SELECTED TEXT

As noted, the Court finds that Plaintiff provides sufficient evidence of the relevant market to survive summary judgment. Plaintiff also provides evidence that, before the 2007 policy, Defendant performed 50% or more of the trade show cleaning at the San Diego Convention Center. (Hekman Decl., ¶ 32; Slania Decl., Ex. E at 88:3-90:7.) After implementing the 2007 policy, however, Defendant performed 100% of the trade show cleaning at the San Diego Convention Center. Id. Defendant does not dispute this evidence. Accordingly, the issue becomes whether Plaintiff can show that significant barriers to entry exist and existing competitors lack capacity to increase their output in the short run.

Entry barriers are "factors in the market that deter entry while permitting incumbent firms to earn monopoly returns." Los Angeles Land Co. v. Brunswick Corp., 6 F.3d 1422, 1427-28 (9th Cir. 1993). Control of an essential resource is a barrier to entry. Rebel, 51 F.3d at 1439. It is undisputed that Defendant's 2007 policy requires that all trade show cleaning companies use Defendant's cleaning staff. (Cymbal Decl., Exs. 1-2.) Plaintiff has, therefore, clearly satisfied this element for summary judgment purposes.

Plaintiff must also demonstrate that existing competitors cannot increase their output in the short run. This can be shown when competitors are prevented from accessing the essential facility such that existing competitors cannot increase production and cannot capture defendant's market share if defendant increases prices. Rebel, 51 F.3d at 1441. As noted, it is undisputed that Defendant's 2007 policy requires Plaintiff to use Defendant's cleaning staff. Plaintiff also provides evidence that the cost of using Defendant's cleaning staff is higher than, if not cost-prohibitive, when Plaintiff was able to hire its own labor. (Simon Decl., ¶¶ 5-8.) Accordingly, the Court finds Plaintiff has provided sufficient evidence of Defendant's market power to survive summary judgment on this issue.

As Plaintiff has shown that a genuine issue of fact exists with respect to the "dangerous probability of success" element, the Court denies summary judgment on this issue.

2. Causal Antitrust Injury

To survive summary judgment on the issue of causal antitrust injury, Plaintiff must "offer some evidence demonstrating the existence of an antitrust injury, which is to say injury of the type the antitrust laws were intended to prevent and that flows from that which makes defendant's acts unlawful." Forsyth v. Humana, Inc., 114 F.3d 1467, 1477 (9th Cir. 1997) (internal citations and quotation marks omitted). To do this, Plaintiff must show Defendant's conduct "harms consumer welfare," i.e., "it harms both allocative efficiency and raises the price of goods above competitive levels or diminishes their quality." Rebel, 51 F.3d at 1433. Allocative inefficiency occurs when market participants who can use resources most efficiently lack access to those resources because of a defendant's conduct. Id. Defendant claims Plaintiff has not and cannot present such evidence.

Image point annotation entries
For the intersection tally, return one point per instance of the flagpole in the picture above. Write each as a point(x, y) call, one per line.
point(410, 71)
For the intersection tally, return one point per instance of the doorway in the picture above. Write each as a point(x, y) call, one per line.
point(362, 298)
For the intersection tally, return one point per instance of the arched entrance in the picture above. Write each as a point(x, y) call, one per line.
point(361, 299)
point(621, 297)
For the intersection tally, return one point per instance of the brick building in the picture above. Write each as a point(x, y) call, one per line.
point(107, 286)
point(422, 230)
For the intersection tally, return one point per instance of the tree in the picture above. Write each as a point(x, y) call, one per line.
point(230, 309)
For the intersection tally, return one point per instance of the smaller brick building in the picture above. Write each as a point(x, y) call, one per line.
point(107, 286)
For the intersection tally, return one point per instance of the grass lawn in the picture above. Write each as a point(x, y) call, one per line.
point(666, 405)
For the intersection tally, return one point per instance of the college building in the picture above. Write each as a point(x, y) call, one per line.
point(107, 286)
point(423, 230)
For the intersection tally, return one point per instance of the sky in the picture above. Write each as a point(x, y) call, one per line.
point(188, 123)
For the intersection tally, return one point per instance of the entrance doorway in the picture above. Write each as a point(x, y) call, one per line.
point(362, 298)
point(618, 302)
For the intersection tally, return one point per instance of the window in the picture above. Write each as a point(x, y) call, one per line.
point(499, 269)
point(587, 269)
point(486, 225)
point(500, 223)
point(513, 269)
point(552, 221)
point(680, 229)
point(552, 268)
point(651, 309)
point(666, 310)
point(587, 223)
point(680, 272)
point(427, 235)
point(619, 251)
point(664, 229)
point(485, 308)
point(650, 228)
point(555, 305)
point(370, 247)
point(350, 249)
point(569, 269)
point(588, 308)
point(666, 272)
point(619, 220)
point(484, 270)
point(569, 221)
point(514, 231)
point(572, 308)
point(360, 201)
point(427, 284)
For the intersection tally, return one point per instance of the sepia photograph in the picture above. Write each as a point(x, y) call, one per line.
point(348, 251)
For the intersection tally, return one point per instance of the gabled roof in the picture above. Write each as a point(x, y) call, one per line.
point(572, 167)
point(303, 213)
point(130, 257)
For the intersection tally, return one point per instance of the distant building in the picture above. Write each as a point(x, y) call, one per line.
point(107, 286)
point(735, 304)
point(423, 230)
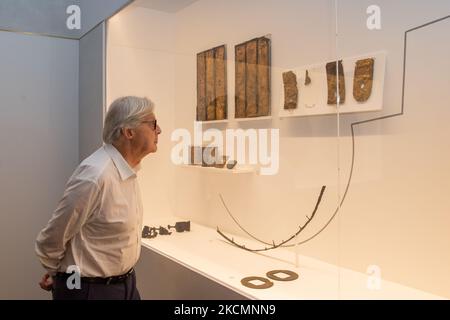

TASKS AND EXERCISES
A - Name each declaration cited in the antitrust ruling, using the declarant's surname.
B - Rewrite the listing from its first line through the line that contains "point(666, 405)", both included, changing "intersection tally" to "overlap count" and leaving everything else the same.

RESPONSES FOR EACH TASK
A -
Hekman
Slania
Cymbal
Simon

B -
For the overlap count, return one point per instance of the flagpole in the picture above. Write each as a point(x, y) call, one per line.
point(410, 71)
For the overlap count, return one point per instance of the doorway in the picture above. Write each as a point(x, y) call, one per line.
point(362, 298)
For the overlap count, return one point per instance of the arched entrance in the picture above. Write each as a point(x, y) call, one per line.
point(361, 299)
point(621, 297)
For the overlap count, return one point per instance of the brick building in the picture above. Write each as a point(x, y) call, one per line.
point(107, 286)
point(422, 230)
For the overlap count, return one point per instance of the tree in the picture above. Write each as a point(x, y) call, one per line.
point(230, 309)
For the overlap count, return one point per instance of the smaller brick building in the picture above. Write each as a point(x, y) call, one per line.
point(107, 286)
For the overlap count, return one point per instance of the grass lawn in the picture above. Write each as a point(x, y) call, one per line.
point(666, 405)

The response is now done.